What to work on: Return the entries verbatim and drop every picture.

(Stored items from a collection)
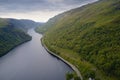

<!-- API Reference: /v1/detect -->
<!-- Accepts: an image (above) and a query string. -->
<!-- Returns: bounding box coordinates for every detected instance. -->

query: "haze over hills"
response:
[0,18,42,57]
[36,0,120,80]
[0,0,120,80]
[7,18,42,31]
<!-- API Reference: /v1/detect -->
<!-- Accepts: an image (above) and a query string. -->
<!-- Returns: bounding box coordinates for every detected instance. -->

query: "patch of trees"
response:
[37,0,120,79]
[0,25,31,57]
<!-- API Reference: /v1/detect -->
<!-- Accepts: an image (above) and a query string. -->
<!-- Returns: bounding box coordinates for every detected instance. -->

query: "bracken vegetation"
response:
[36,0,120,80]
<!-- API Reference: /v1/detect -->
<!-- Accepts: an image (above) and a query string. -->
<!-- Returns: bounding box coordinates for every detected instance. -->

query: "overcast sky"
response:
[0,0,98,22]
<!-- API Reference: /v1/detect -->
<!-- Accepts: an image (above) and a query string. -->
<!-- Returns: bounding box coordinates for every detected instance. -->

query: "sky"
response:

Result of this task:
<!-- API Reference: /v1/detect -->
<!-- Accepts: an image (above) and a query string. -->
<!-- Returns: bounding box coordinates for every detected instance. -->

query: "haze over hills"
response:
[0,18,42,57]
[36,0,120,80]
[0,0,120,80]
[7,18,42,31]
<!-- API Reference: /v1/detect -->
<!-- Accepts: an image (above) and a query string. -->
<!-- Returns: bounding box coordinates for every detected instance. -->

query: "patch of trees"
response:
[37,0,120,79]
[0,25,31,57]
<!-- API Reference: /v1/detect -->
<!-- Accepts: an image (above) and a query string. -->
<!-- Returns: bounding box coordinates for every detected instance. -->

query: "bracken vegetation"
response:
[36,0,120,80]
<!-- API Reference: /v1/detect -->
<!-- Accepts: an image (above) and a query string. -->
<!-- Returns: bounding box coordinates for every detected instance. -->

query: "overcast sky"
response:
[0,0,98,22]
<!-- API Reference: /v1/detect -->
<!-- Accepts: an image (above) and a query string. -->
<!-- Returns: bounding box coordinates for every detected instance. -->

query: "sky"
response:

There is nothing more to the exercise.